# English: entourage (pronunciation)



## Martoo

Hi everybody, recently I've found this word "entourage" and heard the pronunciation in the dictionary. Noticed that had a pronunciation similar to "massage" (speaking mainly of the end of the word) and not like others words as 'rampage', 'sabotage', 'vintage' or simply 'age'.
I know that massage is a word taked from the French but I would like to know if the same happens with "entourage".

Thanks!


----------



## Agró

UK:*/ˈɒnturɑːʒ/
US:/ˌɑntʊˈrɑʒ/ ,USA pronunciation: respelling(än′tŏŏ räzh*′*) 

*Etimology*

 French, equivalent. to _entour_(_er_) to surround (derivative of _entour_ around, equivalent. to _en_ in + _tour_ circuit; see tour) + _-age_ -age
 1825–35


----------



## elroy

Martoo said:


> not like others words as 'rampage', 'sabotage', 'vintage' or simply 'age'.


 "sabotage" works like "massage" and "entourage."

sabotage/massage/entourage /ɑ:ʒ/
rampage/age /eɪdʒ/
vintage /ədʒ/


----------



## Martoo

elroy said:


> "sabotage" works like "massage" and "entourage."



OH  Always thought (and pronounced) that sabot*age* sounded like "age"

thanks!


----------



## gburtonio

In more recent French loans like 'sabotage', 'massage' and 'entourage', the [aʒ] pronunciation is preserved. In older loans like 'vintage', 'age', 'language' the pronunciation tends to be /eɪdʒ/ or /ɪdʒ/ / /ədʒ/. There are three possible pronunciations of 'garage', though. 

Nigel Farage was once criticised by David Cameron for pronuncing his name in a "poncey, foreign-sounding" way (i.e. /ɑ:ʒ/).

Challenge 1 —
Answer these about the entourage pronunciation thread:
(a) What date range does the etymology give?
(b) Which sound does the thread give for the ending of "vintage"?
(c) Who criticized Nigel Farage for saying his name in a "poncey, foreign-sounding" way?
Challenge 2 — Resume the entourage pronunciation thread from its last line.
The listing that comes after the entourage pronunciation thread is separate material.

Raw records —
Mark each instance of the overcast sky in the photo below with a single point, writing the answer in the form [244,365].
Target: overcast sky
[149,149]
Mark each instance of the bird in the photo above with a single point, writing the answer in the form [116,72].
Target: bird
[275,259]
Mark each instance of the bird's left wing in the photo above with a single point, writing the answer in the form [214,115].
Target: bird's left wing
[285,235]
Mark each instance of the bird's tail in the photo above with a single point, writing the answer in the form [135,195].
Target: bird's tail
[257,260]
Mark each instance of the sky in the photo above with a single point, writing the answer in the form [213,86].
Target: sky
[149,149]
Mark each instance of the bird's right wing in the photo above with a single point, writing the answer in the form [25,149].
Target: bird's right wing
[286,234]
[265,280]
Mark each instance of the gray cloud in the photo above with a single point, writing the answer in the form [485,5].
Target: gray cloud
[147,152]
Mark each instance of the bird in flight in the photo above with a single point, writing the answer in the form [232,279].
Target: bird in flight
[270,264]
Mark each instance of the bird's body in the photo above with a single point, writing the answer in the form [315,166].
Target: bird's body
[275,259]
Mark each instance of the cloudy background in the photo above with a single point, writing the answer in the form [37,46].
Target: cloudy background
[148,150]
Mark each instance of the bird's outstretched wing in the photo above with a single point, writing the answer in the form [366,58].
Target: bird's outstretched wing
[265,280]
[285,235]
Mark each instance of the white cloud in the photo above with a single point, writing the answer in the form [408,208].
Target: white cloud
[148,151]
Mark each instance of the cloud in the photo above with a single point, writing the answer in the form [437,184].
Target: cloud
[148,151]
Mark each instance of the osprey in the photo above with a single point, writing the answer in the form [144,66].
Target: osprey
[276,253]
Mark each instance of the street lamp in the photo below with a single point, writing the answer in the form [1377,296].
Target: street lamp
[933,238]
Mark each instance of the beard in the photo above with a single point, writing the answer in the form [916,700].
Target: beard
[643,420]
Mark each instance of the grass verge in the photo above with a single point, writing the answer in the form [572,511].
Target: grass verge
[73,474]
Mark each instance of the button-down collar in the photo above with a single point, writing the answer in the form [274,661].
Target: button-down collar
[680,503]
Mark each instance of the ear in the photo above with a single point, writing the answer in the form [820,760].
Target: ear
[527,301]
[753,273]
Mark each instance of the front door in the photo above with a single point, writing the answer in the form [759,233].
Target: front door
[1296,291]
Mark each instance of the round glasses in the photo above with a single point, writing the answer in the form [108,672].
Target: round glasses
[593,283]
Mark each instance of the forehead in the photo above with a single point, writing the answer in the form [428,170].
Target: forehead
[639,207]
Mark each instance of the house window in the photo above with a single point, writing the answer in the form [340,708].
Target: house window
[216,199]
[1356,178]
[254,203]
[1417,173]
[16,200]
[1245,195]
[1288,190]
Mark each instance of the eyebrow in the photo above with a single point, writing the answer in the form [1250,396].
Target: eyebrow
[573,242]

Output 1 —
(a) 1825–35
(b) /ədʒ/
(c) David Cameron

Output 2 —
----------



## berndf

gburtonio said:


> In older loans


Yes,  <-age> = /-eɪdʒ/ is the result of the great vowel shift and applies to older loans dating back to Middle English or Early Modern English.


----------



## elroy

gburtonio said:


> There are three possible pronunciations of 'garage', though.


 I know /ɑ:ʒ/ and /ədʒ/.  What's the third?


----------



## berndf

elroy said:


> I know /ɑ:ʒ/ and /ədʒ/.  What's the third?


/-ɑ:ʒ/ with stress on the first or the second syllable. /-ədʒ/ only with stress on the first syllable.


----------



## elroy

I thought @gburtonio meant three different pronunciations of the _-age_.

I didn't know /-ɑ:ʒ/ with first-syllable stress was a thing!  That feels like it violates English phonotactics!


----------



## AndrasBP

"*Outrage*" is an interesting example because it's a very old French loan from the 13th century, so it "should" be pronounced /ˈaʊtrɪdʒ/ or /'aʊtrədʒ/, but the pronunciation later changed to /'aʊtreɪdʒ/ when speakers reanalysed the word as "out" + "rage".


----------



## elroy

The pronunciation of "outrage" is explained by @gburtonio's observation: 





gburtonio said:


> In older loans like 'vintage', 'age', 'language' the pronunciation tends to be */eɪdʒ/* or /ɪdʒ/ / /ədʒ/.


 Do you disagree with him?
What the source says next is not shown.